# RECORDS FOR THIS EXERCISE

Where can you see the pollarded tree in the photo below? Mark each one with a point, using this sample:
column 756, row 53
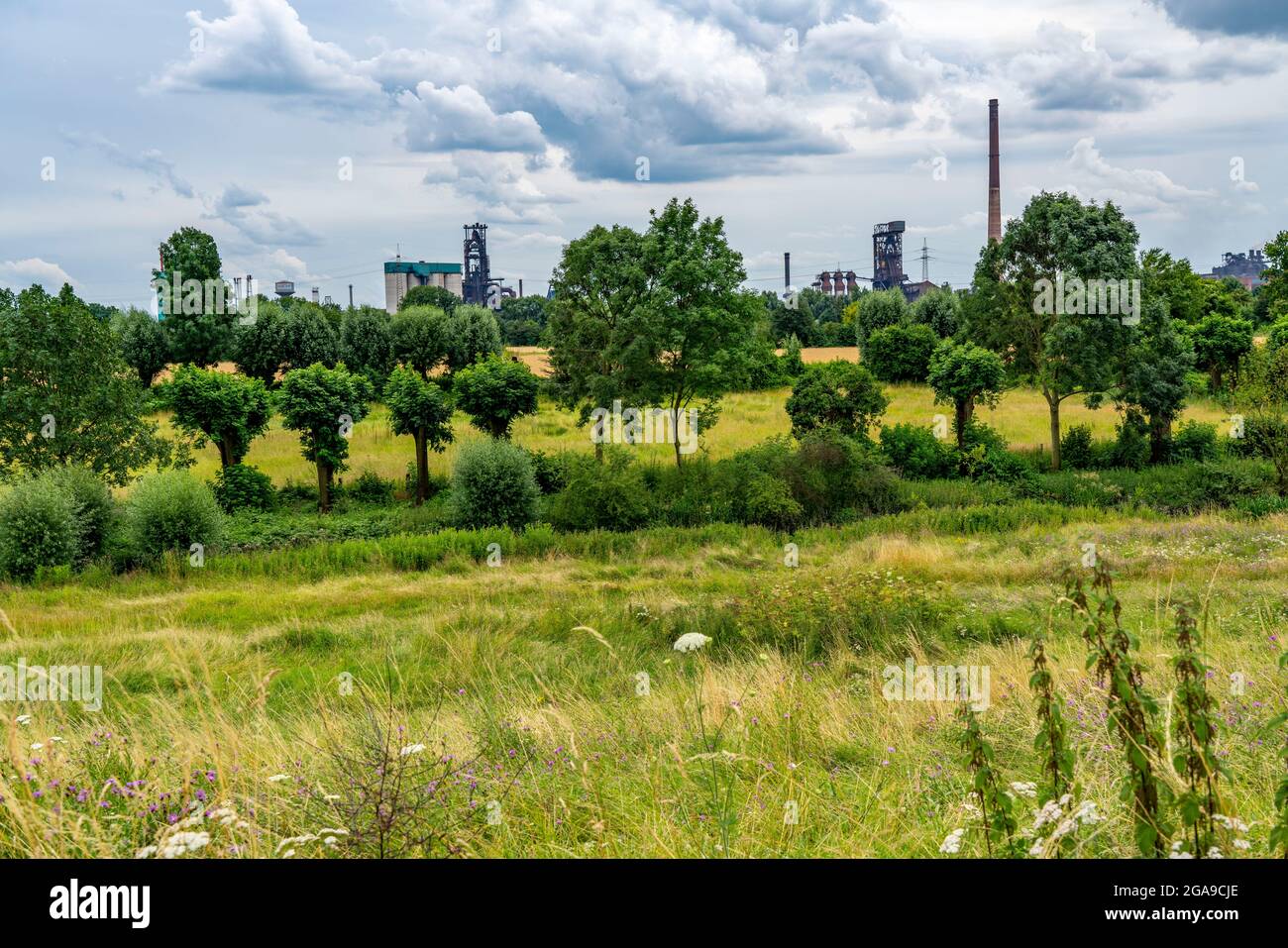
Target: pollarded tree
column 690, row 335
column 419, row 337
column 419, row 407
column 196, row 331
column 840, row 395
column 940, row 311
column 596, row 285
column 1154, row 373
column 143, row 344
column 67, row 395
column 323, row 404
column 1035, row 286
column 228, row 410
column 366, row 344
column 473, row 333
column 494, row 391
column 1220, row 342
column 965, row 375
column 879, row 309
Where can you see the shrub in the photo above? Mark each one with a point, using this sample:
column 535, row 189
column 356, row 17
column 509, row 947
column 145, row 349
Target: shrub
column 769, row 502
column 841, row 395
column 550, row 471
column 372, row 488
column 901, row 353
column 493, row 484
column 241, row 487
column 1076, row 449
column 38, row 528
column 833, row 476
column 91, row 501
column 600, row 496
column 170, row 510
column 1131, row 447
column 1194, row 441
column 915, row 453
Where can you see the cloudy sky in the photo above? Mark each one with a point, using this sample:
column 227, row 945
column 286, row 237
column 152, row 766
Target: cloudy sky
column 313, row 138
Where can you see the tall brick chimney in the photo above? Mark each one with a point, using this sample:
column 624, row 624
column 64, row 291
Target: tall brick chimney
column 995, row 178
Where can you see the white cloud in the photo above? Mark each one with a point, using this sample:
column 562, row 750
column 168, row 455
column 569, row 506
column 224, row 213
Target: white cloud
column 18, row 274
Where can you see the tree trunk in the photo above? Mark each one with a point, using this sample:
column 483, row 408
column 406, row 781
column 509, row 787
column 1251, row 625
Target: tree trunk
column 1054, row 403
column 965, row 408
column 421, row 467
column 323, row 487
column 1159, row 433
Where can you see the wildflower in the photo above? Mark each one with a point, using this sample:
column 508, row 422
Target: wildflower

# EXERCISE GOAL
Recast the listing above as a Markdown table with two columns, Row and Line. Give each non-blank line its own row in order with a running row number, and leave the pictures out.

# RESULT OF THE EXERCISE
| Row | Line |
|---|---|
| 1 | Where can you see the pollarded tree in the photo below? Mark each one with a point, using this sample: |
| 2 | column 756, row 53 |
| 3 | Target: pollarded tree |
| 4 | column 690, row 335 |
| 5 | column 419, row 337 |
| 6 | column 419, row 407 |
| 7 | column 196, row 331 |
| 8 | column 840, row 395 |
| 9 | column 940, row 311 |
| 10 | column 596, row 285 |
| 11 | column 1154, row 373 |
| 12 | column 143, row 344 |
| 13 | column 67, row 395 |
| 14 | column 323, row 404 |
| 15 | column 1035, row 286 |
| 16 | column 228, row 410 |
| 17 | column 366, row 344 |
| 18 | column 473, row 333 |
| 19 | column 494, row 391 |
| 20 | column 1220, row 342 |
| 21 | column 965, row 375 |
| 22 | column 879, row 309 |
| 23 | Where can you see the shrub in the photo above? Mark each one with a point, using this sample: |
| 24 | column 535, row 189 |
| 25 | column 356, row 17 |
| 26 | column 509, row 947 |
| 27 | column 145, row 349 |
| 28 | Target: shrub |
| 29 | column 769, row 502 |
| 30 | column 841, row 395 |
| 31 | column 550, row 471 |
| 32 | column 372, row 488 |
| 33 | column 901, row 353 |
| 34 | column 493, row 484 |
| 35 | column 241, row 487 |
| 36 | column 1076, row 449 |
| 37 | column 38, row 528 |
| 38 | column 833, row 476 |
| 39 | column 91, row 501 |
| 40 | column 600, row 496 |
| 41 | column 170, row 510 |
| 42 | column 1131, row 447 |
| 43 | column 1194, row 441 |
| 44 | column 915, row 453 |
| 45 | Where can you see the cloudy sky in the photo above? Mark each one with a point, using this sample: |
| 46 | column 227, row 945 |
| 47 | column 286, row 237 |
| 48 | column 152, row 766 |
| 49 | Target: cloudy sky |
| 50 | column 313, row 138 |
| 51 | Where can you see the tall brick chimney in the photo above? Mark each one with a point, using this sample: |
| 52 | column 624, row 624 |
| 53 | column 64, row 291 |
| 54 | Target: tall brick chimney |
| 55 | column 995, row 178 |
| 56 | Where can you see the white cloud in the photo above? Mark each one with a point, using this sample: |
| 57 | column 562, row 750 |
| 58 | column 168, row 455 |
| 59 | column 569, row 506 |
| 60 | column 224, row 213 |
| 61 | Target: white cloud |
| 62 | column 18, row 274 |
| 63 | Where can you see the tree trunk in the photo above? Mark each one with a point, using this sample: |
| 64 | column 483, row 408 |
| 65 | column 406, row 781 |
| 66 | column 509, row 787 |
| 67 | column 1251, row 625 |
| 68 | Target: tree trunk |
| 69 | column 1054, row 403 |
| 70 | column 965, row 408 |
| 71 | column 421, row 467 |
| 72 | column 323, row 487 |
| 73 | column 1159, row 433 |
| 74 | Where can you see the wildflower in the photo above? Mark each one with a point, using this sample: |
| 75 | column 508, row 422 |
| 76 | Target: wildflower |